## ENTRIES
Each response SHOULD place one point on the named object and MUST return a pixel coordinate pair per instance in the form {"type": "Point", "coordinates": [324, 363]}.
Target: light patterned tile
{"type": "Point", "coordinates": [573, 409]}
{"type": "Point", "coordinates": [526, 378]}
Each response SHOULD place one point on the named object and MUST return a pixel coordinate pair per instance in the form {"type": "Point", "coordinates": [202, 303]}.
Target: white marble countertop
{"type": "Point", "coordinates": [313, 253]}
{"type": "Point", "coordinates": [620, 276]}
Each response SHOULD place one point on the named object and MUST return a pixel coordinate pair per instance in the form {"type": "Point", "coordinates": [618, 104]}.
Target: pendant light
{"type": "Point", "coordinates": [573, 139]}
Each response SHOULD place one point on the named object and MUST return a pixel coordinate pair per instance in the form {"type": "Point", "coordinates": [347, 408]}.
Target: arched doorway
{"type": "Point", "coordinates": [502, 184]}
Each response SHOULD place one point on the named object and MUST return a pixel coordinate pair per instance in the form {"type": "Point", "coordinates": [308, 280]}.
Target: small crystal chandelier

## SHORT EXERCISE
Each line of the listing should be echoed back exactly.

## SOLUTION TO THIS PROBLEM
Each response SHOULD place one point on the named object and MUST return a pixel coordinate pair per instance in the form {"type": "Point", "coordinates": [324, 363]}.
Target: light patterned tile
{"type": "Point", "coordinates": [573, 409]}
{"type": "Point", "coordinates": [526, 378]}
Each response SHOULD place one point on the named object and MUST return a pixel coordinate pair per instance in the form {"type": "Point", "coordinates": [202, 303]}.
Target: white marble countertop
{"type": "Point", "coordinates": [313, 253]}
{"type": "Point", "coordinates": [620, 276]}
Each response SHOULD place one point on the named object and MUST return a pixel coordinate pair per instance in the form {"type": "Point", "coordinates": [618, 104]}.
Target: pendant light
{"type": "Point", "coordinates": [573, 139]}
Each response SHOULD place one point on the named object and MUST return a pixel coordinate pair per instance in the form {"type": "Point", "coordinates": [347, 408]}.
Target: arched doorway
{"type": "Point", "coordinates": [502, 184]}
Each response SHOULD place one point on the named object and MUST return a pixel coordinate pair per instance in the form {"type": "Point", "coordinates": [308, 280]}.
Target: small crystal chandelier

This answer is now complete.